=== Begin Enclosure ===

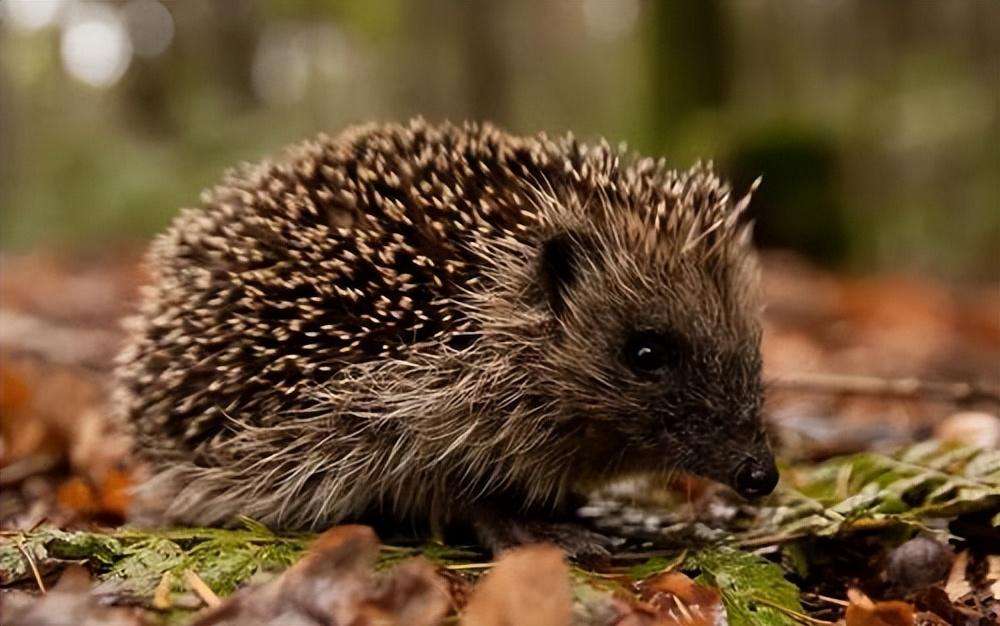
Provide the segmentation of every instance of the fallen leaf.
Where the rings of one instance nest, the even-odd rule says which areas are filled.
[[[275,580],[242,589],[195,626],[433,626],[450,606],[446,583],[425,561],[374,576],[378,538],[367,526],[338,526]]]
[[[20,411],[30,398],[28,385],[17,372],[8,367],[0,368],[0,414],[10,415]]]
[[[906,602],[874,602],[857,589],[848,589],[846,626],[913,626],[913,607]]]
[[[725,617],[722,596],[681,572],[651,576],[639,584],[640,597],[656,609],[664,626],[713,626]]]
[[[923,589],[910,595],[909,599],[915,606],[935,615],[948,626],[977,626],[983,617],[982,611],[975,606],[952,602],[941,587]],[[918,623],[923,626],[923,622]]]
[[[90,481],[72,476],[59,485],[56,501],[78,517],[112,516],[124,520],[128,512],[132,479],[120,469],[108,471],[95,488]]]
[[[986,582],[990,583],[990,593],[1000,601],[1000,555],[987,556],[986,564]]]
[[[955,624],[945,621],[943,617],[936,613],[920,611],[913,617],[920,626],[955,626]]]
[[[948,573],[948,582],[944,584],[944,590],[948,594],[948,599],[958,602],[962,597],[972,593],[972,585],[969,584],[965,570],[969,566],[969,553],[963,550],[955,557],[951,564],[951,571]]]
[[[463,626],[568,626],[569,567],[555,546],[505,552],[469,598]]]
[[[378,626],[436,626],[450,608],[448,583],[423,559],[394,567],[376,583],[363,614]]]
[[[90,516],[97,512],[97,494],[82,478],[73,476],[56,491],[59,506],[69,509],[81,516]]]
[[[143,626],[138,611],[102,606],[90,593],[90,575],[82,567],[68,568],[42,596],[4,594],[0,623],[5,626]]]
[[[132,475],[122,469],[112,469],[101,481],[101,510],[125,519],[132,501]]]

=== End Enclosure ===

The answer to this exercise is one number: how many lines of the records above contain the string "instance".

**SOLUTION TO THIS EXERCISE**
2